----- Data extracts -----

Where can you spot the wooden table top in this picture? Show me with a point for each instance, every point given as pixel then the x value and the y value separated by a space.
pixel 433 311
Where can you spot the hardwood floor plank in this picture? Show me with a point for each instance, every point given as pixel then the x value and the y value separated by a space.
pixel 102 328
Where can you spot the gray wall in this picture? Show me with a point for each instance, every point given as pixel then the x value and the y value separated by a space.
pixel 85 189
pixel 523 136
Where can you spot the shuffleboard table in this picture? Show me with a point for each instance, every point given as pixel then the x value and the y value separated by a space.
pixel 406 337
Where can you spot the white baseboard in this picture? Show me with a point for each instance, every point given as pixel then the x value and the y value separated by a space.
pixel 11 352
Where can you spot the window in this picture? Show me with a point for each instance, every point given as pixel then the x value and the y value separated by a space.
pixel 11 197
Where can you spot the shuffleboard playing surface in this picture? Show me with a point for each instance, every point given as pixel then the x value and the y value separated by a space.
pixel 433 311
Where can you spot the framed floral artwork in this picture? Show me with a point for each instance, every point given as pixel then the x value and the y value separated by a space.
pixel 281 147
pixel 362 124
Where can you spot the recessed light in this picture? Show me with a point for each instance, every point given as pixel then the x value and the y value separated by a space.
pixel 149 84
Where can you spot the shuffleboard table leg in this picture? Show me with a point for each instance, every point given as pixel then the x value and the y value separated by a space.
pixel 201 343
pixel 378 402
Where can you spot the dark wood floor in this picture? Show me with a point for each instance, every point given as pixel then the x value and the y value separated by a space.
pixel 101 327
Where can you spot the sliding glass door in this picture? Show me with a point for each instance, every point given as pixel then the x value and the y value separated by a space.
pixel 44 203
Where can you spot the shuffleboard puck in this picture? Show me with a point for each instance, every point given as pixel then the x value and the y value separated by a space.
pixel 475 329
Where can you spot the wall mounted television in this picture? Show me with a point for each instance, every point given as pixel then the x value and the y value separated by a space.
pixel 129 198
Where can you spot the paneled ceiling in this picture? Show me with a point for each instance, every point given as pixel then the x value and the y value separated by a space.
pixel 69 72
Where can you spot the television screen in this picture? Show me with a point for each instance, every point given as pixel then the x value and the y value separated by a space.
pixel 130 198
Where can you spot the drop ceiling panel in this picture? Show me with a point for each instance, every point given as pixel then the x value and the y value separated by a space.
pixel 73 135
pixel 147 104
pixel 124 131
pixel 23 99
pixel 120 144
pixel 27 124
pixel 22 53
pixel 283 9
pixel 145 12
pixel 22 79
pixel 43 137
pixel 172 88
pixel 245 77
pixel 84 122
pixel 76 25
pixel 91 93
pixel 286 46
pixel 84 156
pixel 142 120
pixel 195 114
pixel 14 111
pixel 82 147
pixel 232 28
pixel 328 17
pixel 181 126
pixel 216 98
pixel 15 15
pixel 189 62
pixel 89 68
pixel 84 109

-----

# [Exercise]
Word for word, write out every record in the listing.

# [Result below]
Where can you spot the wooden table top in this picture? Show me with a point for each instance, every point given as pixel then the x value and the y value separated by a space.
pixel 433 311
Where can you spot the hardwood floor plank in this picture? Show me with a point for each instance, every point given as pixel then the x value and the y value separated by a space.
pixel 102 328
Where can you spot the gray wall in this picture? Show me with a point for each instance, every point given as pixel then the x value and the y value separated by a space.
pixel 85 189
pixel 523 136
Where can you spot the shuffleboard table in this picture? Show me with a point for each instance, every point given as pixel then the x value and the y value separated by a space.
pixel 406 337
Where can you spot the white baseboard in this picture? Show me with a point for each instance, every point given as pixel then the x value and the y value separated by a space.
pixel 11 352
Where can you spot the window in this picture? Show me with a point for each instance, every point given as pixel then the x value and the y value separated by a space.
pixel 11 197
Where can you spot the shuffleboard playing surface in this picture? Show me with a point for each instance, every point given as pixel then the x value and the y value separated by a space.
pixel 433 311
Where can you spot the framed floral artwork in this picture? Show me with a point for each instance, every point given as pixel then the x value and the y value separated by a space.
pixel 281 147
pixel 362 124
Where can you spot the recessed light in this picture? Show me with a point for each instance, every point given as pixel then the x value and the y value separated by a space.
pixel 149 84
Where can you spot the shuffleboard table leg in this picture? Show me with a point for each instance, every point given as pixel then the x value and the y value separated by a space.
pixel 201 343
pixel 378 402
Where can you spot the dark wood floor in this picture? Show me with a point for each instance, every point given as pixel then the x value and the y value separated by a space.
pixel 101 327
Where can you spot the sliding glass door in this picture? Show me with a point for each instance, every point given as pixel then the x value and the y value separated by a space.
pixel 44 203
Where can you spot the shuffleboard puck in this picture? Show me with a point for each instance, every point given as pixel then the x value and the y value separated by a space.
pixel 475 329
Where can you spot the wall mounted television in this picture? Show me with a point for each instance, every point given as pixel then the x value and the y value separated by a space.
pixel 129 198
Where can you spot the paneled ceiling in this picture? Show me with a point for each instance, every point given as pixel then the x value and the y value separated by a space.
pixel 69 72
Where can you spot the television screen in this picture? Show me with a point for each instance, every point given as pixel then the x value and the y value separated by a space.
pixel 130 198
Where can you spot the drop ceiling panel in this picture? Show me with a point for each instance, every point given as pixel then the x value and the y value separated by a space.
pixel 73 135
pixel 147 104
pixel 124 131
pixel 23 99
pixel 120 144
pixel 27 124
pixel 22 53
pixel 283 9
pixel 145 12
pixel 22 79
pixel 43 137
pixel 172 88
pixel 245 77
pixel 84 122
pixel 76 25
pixel 91 93
pixel 286 46
pixel 84 156
pixel 142 120
pixel 195 114
pixel 14 111
pixel 82 147
pixel 232 28
pixel 328 17
pixel 181 126
pixel 216 98
pixel 15 15
pixel 189 62
pixel 89 68
pixel 84 109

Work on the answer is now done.